Data pulled from a collection
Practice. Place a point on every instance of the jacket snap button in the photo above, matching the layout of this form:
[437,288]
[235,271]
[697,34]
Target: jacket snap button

*PROBLEM DESCRIPTION*. Copy out every line of the entries above exactly, character for character.

*TASK RESULT*.
Practice. Place a point on every instance of the jacket snap button in the photo above, matching the layout of this form:
[437,288]
[235,271]
[697,34]
Target: jacket snap button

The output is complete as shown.